Show every line in the rows below that contains the word "stump".

=== TASK INPUT ===

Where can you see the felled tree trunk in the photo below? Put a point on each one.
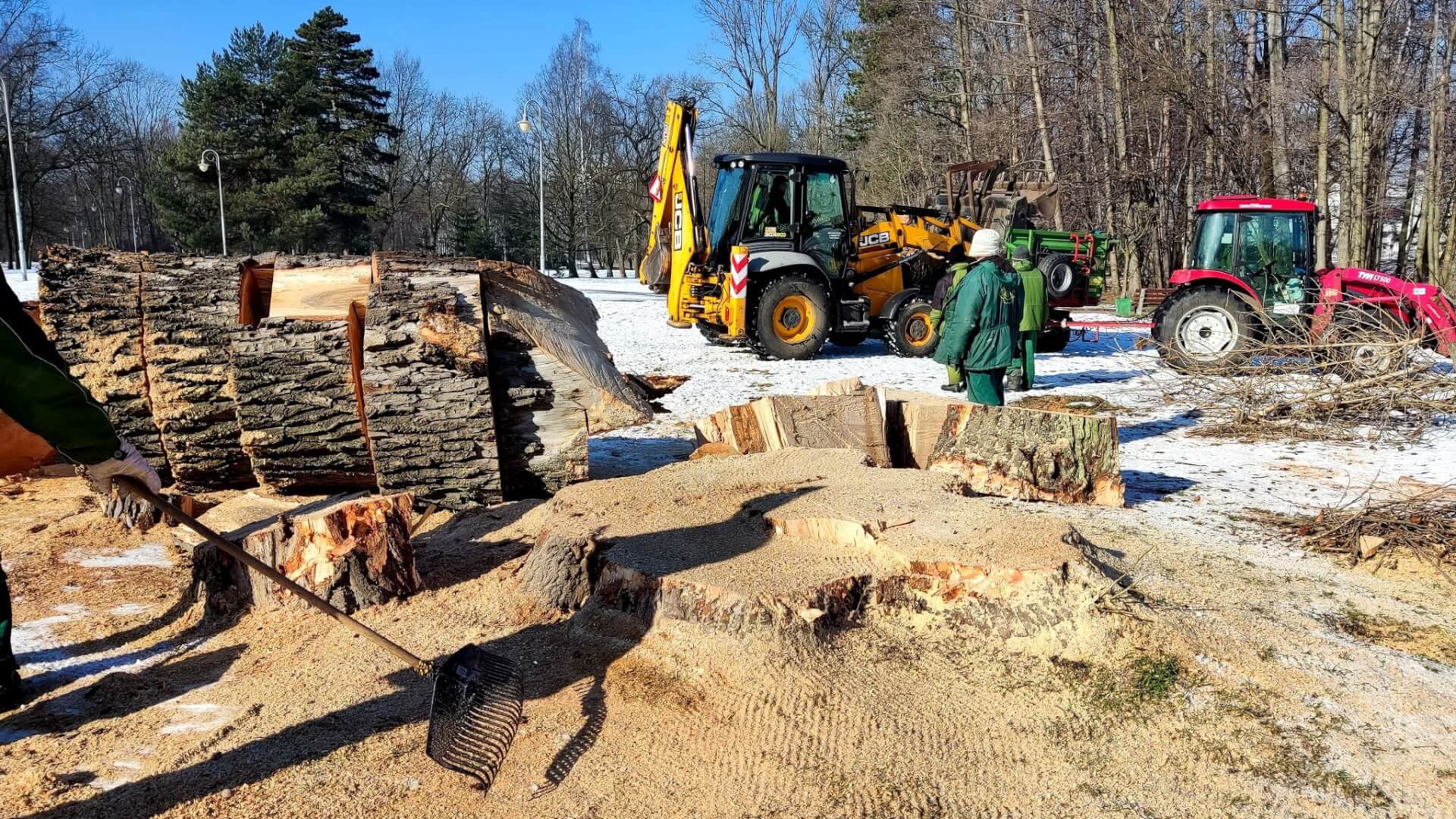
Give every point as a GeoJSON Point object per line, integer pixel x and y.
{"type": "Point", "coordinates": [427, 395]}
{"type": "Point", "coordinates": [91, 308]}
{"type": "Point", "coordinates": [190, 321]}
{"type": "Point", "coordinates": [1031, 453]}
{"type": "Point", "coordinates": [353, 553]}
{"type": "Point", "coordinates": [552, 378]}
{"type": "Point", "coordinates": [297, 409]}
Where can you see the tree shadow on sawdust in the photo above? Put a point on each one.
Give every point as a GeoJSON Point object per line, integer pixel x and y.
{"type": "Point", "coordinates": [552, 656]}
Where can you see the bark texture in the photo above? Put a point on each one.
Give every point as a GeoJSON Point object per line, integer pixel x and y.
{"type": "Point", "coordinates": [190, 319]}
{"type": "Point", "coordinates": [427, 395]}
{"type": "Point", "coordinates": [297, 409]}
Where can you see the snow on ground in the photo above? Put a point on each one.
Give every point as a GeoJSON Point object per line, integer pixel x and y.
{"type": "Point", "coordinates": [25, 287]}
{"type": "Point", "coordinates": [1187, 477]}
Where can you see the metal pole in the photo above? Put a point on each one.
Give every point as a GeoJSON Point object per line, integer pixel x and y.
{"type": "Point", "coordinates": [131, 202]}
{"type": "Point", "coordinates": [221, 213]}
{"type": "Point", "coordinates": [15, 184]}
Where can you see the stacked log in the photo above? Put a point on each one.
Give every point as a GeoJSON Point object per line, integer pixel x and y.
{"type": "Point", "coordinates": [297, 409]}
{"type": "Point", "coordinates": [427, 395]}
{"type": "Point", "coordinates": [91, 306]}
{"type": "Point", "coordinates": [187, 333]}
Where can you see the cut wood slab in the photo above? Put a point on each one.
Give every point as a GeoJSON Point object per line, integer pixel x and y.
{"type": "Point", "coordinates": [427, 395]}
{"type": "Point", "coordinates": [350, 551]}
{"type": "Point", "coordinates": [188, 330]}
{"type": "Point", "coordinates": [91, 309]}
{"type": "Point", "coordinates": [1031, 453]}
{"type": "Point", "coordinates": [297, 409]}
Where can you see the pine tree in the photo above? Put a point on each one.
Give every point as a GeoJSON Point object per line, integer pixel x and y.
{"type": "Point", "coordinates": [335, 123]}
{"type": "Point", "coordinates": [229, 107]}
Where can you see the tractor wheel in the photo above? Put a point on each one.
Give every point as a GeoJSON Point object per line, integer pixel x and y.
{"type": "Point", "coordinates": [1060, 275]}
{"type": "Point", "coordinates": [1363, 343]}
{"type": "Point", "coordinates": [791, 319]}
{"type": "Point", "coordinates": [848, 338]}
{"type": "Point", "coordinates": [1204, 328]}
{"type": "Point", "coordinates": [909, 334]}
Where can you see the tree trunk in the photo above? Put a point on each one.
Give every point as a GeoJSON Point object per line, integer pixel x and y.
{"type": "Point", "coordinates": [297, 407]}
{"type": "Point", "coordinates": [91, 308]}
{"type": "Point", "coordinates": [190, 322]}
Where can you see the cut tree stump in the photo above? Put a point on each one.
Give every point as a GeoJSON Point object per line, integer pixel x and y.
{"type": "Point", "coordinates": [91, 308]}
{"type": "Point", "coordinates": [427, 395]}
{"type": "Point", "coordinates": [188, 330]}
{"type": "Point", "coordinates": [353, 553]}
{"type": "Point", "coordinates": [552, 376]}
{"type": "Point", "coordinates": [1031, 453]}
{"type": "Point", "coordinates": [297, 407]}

===
=== TASK INPUT ===

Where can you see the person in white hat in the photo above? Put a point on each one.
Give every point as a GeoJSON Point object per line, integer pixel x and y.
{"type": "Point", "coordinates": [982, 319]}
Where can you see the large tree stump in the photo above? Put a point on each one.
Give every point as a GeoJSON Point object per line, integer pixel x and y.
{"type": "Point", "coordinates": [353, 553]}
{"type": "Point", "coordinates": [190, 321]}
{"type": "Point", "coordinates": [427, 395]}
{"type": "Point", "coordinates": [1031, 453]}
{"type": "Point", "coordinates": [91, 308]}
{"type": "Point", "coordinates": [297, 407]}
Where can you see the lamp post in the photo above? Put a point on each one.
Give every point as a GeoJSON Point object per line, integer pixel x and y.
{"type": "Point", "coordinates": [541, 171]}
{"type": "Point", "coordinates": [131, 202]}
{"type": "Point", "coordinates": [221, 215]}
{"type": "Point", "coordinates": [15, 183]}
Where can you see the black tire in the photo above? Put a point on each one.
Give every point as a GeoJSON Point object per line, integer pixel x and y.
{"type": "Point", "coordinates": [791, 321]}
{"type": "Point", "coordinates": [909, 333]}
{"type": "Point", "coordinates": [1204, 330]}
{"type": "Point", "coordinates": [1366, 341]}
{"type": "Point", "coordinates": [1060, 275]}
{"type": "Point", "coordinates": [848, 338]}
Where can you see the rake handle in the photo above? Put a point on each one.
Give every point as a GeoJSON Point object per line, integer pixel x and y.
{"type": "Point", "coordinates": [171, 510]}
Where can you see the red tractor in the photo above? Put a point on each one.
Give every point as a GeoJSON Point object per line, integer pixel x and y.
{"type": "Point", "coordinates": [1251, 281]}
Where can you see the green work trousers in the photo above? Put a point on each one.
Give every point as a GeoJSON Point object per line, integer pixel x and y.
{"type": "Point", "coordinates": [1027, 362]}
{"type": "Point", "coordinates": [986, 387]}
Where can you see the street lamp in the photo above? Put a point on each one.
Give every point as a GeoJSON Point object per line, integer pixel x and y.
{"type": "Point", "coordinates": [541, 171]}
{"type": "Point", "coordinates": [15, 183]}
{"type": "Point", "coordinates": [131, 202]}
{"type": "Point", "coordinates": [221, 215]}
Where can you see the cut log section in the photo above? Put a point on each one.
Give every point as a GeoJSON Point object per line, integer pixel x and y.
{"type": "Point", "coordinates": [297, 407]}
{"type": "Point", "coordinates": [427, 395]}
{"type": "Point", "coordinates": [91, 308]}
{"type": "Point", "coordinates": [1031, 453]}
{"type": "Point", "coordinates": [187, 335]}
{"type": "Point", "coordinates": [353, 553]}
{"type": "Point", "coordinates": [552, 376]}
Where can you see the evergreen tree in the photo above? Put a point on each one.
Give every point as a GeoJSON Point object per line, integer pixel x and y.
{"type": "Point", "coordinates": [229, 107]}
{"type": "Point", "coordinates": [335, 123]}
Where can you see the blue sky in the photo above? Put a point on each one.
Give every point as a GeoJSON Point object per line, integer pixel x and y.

===

» SOLVED EXERCISE:
Where can you see the cut tree stump in the photo above? Put a point on each one.
Where can you see the large tree stump in the photo above? Put a point on each one.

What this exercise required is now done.